(Collected data)
▶

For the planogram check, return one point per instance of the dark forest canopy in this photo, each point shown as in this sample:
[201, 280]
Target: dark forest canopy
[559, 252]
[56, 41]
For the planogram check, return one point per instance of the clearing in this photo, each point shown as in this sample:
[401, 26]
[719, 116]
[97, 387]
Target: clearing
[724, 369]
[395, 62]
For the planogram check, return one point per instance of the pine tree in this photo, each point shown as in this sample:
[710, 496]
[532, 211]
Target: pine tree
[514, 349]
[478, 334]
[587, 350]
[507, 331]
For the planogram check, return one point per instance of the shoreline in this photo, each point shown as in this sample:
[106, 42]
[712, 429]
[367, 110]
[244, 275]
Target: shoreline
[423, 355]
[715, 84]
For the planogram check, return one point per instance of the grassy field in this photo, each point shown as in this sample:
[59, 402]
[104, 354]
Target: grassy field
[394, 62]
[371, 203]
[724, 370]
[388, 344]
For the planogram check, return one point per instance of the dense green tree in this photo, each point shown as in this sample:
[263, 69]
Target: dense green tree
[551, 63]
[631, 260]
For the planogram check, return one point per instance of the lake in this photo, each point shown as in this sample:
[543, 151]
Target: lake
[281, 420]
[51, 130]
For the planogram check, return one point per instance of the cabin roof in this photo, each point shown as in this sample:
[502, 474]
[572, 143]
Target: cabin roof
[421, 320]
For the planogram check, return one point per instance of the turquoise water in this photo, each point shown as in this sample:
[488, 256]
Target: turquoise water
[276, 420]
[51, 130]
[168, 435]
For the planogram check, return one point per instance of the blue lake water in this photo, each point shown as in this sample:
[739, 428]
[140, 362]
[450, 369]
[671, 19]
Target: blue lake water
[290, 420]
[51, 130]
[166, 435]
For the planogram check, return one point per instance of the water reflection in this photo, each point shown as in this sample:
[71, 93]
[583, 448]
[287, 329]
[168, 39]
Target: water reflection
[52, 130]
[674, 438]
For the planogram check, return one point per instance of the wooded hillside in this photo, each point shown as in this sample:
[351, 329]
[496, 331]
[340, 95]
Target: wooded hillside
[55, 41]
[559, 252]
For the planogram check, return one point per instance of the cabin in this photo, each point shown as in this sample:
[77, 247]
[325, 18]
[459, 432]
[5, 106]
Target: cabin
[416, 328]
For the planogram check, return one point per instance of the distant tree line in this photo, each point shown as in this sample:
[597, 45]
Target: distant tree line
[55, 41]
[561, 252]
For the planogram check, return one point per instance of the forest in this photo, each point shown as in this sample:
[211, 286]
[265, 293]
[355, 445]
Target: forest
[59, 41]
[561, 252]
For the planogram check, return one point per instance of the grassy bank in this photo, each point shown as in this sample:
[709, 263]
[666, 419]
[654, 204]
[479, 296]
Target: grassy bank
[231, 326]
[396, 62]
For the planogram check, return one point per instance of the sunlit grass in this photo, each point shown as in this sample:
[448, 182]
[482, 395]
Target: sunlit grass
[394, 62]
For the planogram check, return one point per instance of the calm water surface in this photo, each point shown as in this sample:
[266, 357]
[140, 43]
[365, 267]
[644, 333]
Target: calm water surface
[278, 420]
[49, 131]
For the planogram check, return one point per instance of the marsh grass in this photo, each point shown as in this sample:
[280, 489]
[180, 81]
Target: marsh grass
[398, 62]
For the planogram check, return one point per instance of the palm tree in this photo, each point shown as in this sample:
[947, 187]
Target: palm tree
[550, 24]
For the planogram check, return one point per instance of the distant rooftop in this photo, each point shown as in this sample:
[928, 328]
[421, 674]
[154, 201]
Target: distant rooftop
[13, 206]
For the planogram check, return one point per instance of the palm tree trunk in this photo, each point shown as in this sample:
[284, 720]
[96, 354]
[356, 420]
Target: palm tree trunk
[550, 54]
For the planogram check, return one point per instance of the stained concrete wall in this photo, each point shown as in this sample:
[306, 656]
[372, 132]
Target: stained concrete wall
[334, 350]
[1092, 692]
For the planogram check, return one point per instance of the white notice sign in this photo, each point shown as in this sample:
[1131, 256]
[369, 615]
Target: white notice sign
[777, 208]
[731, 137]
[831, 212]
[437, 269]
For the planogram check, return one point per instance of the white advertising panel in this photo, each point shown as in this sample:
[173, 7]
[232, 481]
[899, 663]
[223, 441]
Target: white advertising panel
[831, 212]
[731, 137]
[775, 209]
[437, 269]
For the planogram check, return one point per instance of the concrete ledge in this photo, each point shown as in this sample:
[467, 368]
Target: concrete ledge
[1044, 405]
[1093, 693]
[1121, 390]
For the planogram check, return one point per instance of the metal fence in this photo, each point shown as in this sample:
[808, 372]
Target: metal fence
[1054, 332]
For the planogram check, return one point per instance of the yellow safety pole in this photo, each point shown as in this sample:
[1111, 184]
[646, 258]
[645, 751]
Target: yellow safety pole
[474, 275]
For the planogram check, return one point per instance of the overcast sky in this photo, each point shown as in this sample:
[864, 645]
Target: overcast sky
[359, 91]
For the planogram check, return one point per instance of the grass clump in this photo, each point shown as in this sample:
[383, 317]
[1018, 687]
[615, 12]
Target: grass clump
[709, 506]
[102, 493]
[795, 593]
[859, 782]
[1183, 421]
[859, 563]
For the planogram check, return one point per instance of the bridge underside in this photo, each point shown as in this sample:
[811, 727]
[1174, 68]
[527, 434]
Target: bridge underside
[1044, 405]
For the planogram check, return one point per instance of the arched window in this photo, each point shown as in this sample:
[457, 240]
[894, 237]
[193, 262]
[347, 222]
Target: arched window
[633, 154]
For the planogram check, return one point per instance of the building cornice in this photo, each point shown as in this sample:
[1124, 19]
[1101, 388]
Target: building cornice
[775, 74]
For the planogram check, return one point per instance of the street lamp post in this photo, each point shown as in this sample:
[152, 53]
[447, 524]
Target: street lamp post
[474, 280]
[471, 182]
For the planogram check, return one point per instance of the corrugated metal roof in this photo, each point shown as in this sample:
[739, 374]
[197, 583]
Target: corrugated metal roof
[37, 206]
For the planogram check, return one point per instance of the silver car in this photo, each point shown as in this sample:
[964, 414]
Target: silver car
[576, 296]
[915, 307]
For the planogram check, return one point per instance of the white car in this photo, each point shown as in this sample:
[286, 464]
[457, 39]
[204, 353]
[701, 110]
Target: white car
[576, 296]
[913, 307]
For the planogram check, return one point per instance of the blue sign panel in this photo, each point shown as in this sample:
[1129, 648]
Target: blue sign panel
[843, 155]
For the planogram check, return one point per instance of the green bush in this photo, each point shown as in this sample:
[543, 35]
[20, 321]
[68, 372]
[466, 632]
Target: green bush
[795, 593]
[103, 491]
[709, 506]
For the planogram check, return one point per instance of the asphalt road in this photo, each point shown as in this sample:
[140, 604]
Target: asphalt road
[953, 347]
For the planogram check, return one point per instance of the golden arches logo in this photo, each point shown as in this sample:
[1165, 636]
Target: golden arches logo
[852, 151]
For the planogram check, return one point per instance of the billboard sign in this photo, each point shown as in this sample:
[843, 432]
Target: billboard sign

◀

* To do *
The entries above are to be output exactly as they appear.

* Response to the task *
For the planogram check, return one point per instance of the dark forest canopy in this photo, each point shown as in this sample:
[201, 280]
Target: dark forest canopy
[559, 252]
[56, 41]
For the planogram check, return one point per instance of the clearing in this photo, each point shown as in this sample:
[401, 26]
[719, 116]
[97, 387]
Target: clearing
[724, 369]
[395, 62]
For the planogram check, return one point per instance of the pine tree in this photo, each point shown as in this sample:
[710, 496]
[532, 211]
Target: pine tree
[514, 349]
[478, 334]
[587, 350]
[507, 331]
For the planogram check, return one point per instance of the shoreline in this photo, each point shown as in this sample:
[106, 42]
[712, 429]
[367, 110]
[244, 275]
Target: shoreline
[423, 355]
[715, 84]
For the planogram check, return one point per instance of the grassy field in this photo, each point shown as in this sample:
[59, 402]
[104, 354]
Target: grassy field
[394, 62]
[371, 203]
[724, 370]
[388, 344]
For the planogram check, return one point per instance of the dense green tree in this photo, each point shown as in this sample:
[263, 69]
Target: dense green tree
[551, 63]
[631, 260]
For the planogram check, return one point per instance of the lake in this photo, each point shown as in this sample:
[543, 151]
Target: lake
[281, 420]
[51, 130]
For the planogram check, return one point per instance of the cabin roof in this photo, each point shown as in this sample:
[502, 474]
[572, 143]
Target: cabin roof
[421, 320]
For the planogram check, return one point per instance of the turquoise water in this photo, each point shown as in this sample:
[488, 256]
Target: turquoise water
[276, 420]
[51, 130]
[168, 435]
For the planogram check, return one point per instance of the blue lake water in this photo, each point shown as in this sample:
[739, 428]
[140, 362]
[450, 369]
[671, 19]
Target: blue lake water
[290, 420]
[51, 130]
[166, 435]
For the planogram check, return one point per instance of the water reflection in this photo, each point shown as in this sample:
[71, 93]
[583, 448]
[287, 329]
[168, 39]
Target: water reflection
[52, 130]
[674, 438]
For the planogram check, return one point per instance of the wooded hillside in this photo, each point shown as in this sample:
[351, 329]
[496, 331]
[340, 95]
Target: wooded hillside
[55, 41]
[559, 252]
For the planogram check, return one point per instance of the cabin in this photo, each point shown as in this sample:
[77, 247]
[325, 18]
[459, 432]
[5, 106]
Target: cabin
[416, 328]
For the planogram check, return one point per instance of the distant tree line in this photo, each point shown as in this sample:
[597, 45]
Target: distant tree line
[55, 41]
[561, 252]
For the planogram check, return one point per instance of the forest in this photo, each point shown as in this sample:
[211, 286]
[265, 293]
[355, 445]
Target: forest
[59, 41]
[561, 252]
For the planogram check, return one point per instance of the grassy bank in this photo, each point shown as in this sample:
[709, 263]
[666, 419]
[654, 204]
[479, 296]
Target: grassy bank
[231, 326]
[396, 62]
For the planogram check, return one point per instance of the sunlit grass in this photo, each point shown as in this sample:
[448, 182]
[482, 395]
Target: sunlit grass
[394, 62]
For the planogram check, return one point per instance of the calm water surface in this photo, each point shown as in this sample:
[266, 357]
[140, 43]
[365, 267]
[644, 333]
Target: calm water surface
[278, 420]
[49, 131]
For the planogram check, return one point per instance of the marsh grass in this photo, each point shown as in this sample:
[280, 489]
[180, 81]
Target: marsh grass
[398, 62]
For the planogram check, return one point per instance of the palm tree in this photo, each point shown as in this sample:
[947, 187]
Target: palm tree
[550, 24]
For the planogram check, return one point per instance of the distant rooftop in this photo, each point shown as in this sample:
[928, 328]
[421, 674]
[154, 201]
Target: distant rooftop
[13, 206]
For the planogram check, return one point per instance of the palm tree trunk in this photo, each point shown as in this sample:
[284, 720]
[96, 354]
[356, 420]
Target: palm tree trunk
[550, 54]
For the planogram check, return one point per instance of the stained concrete wall in this photo, each point shown as in this sample:
[306, 656]
[372, 132]
Target: stained concrete wall
[334, 350]
[1092, 692]
For the planogram check, return one point per instance of the white notice sign in this photo, each point shown as in this sample:
[1131, 256]
[369, 615]
Target: white notice sign
[777, 208]
[731, 137]
[831, 212]
[437, 269]
For the planogram check, return one point per instance of the white advertising panel in this photo, each point shown as in this sample:
[173, 7]
[232, 481]
[899, 663]
[223, 441]
Target: white advertising panel
[831, 212]
[731, 137]
[775, 209]
[437, 269]
For the planogram check, return one point per instance of the concrete ledge in this photo, each point shown as in this sample:
[467, 368]
Target: concrete ledge
[1044, 405]
[1093, 693]
[1121, 390]
For the planogram check, return one point per instance of the metal fence in this photo, each point shown as in this sample:
[808, 372]
Target: metal fence
[1054, 332]
For the planogram check, return one point per instance of the yellow safety pole in this photo, each point shown as in this sample:
[1111, 184]
[646, 258]
[645, 751]
Target: yellow safety pole
[474, 275]
For the planogram check, return one point per instance of the overcast sky in this photo, each point shown as in this sample:
[864, 645]
Target: overcast sky
[359, 91]
For the planogram check, return one point per instance of the grass clump in this photo, each point shown as in this sample:
[383, 317]
[1018, 687]
[615, 12]
Target: grass clump
[709, 506]
[102, 493]
[795, 593]
[859, 782]
[1183, 421]
[859, 563]
For the planogram check, return one point per instance of the bridge underside in this photo, each point shown as in this sample:
[811, 727]
[1174, 68]
[527, 434]
Target: bridge underside
[1044, 405]
For the planogram check, return one point per instance of the arched window in this photo, each point shown as in this sample:
[457, 240]
[894, 237]
[193, 262]
[347, 222]
Target: arched window
[633, 154]
For the planogram check, return one point per instance of the building cornice in this photo, each point shown as in this sample:
[1124, 19]
[1101, 388]
Target: building cornice
[775, 74]
For the planogram check, return one point per instance of the street lamp post in this photo, each point shown as in this sample:
[152, 53]
[447, 524]
Target: street lamp post
[474, 280]
[471, 182]
For the planogram check, return one point per instance of the corrugated metal roof in this photo, each point shown as in this sample:
[739, 374]
[197, 583]
Target: corrugated metal roof
[37, 206]
For the planogram check, return one point per instance of the silver car in this photo, each point shown as in this sample:
[964, 414]
Target: silver car
[576, 296]
[915, 307]
For the planogram check, return one point per instance of the white car in this photo, each point shown as in this sample:
[286, 464]
[457, 39]
[204, 353]
[701, 110]
Target: white car
[576, 296]
[913, 307]
For the planogram check, return one point per instance of the blue sign panel in this photo, each point shown as in this sample:
[1129, 648]
Target: blue sign panel
[843, 155]
For the planogram check, return one point per instance of the green bush in this photo, each point shown as in this sample:
[543, 35]
[20, 321]
[68, 372]
[466, 632]
Target: green bush
[795, 593]
[103, 491]
[709, 506]
For the planogram check, return one point per instance of the asphalt road in this photo, each point shown as in this sample:
[140, 604]
Target: asphalt road
[953, 347]
For the planogram check, return one point per instance of the golden arches logo in this photo, each point shown as in this sample:
[1165, 636]
Target: golden arches logo
[852, 151]
For the planogram check, return one point per instance of the billboard sign in this photo, each point shown as in this sample:
[843, 432]
Target: billboard sign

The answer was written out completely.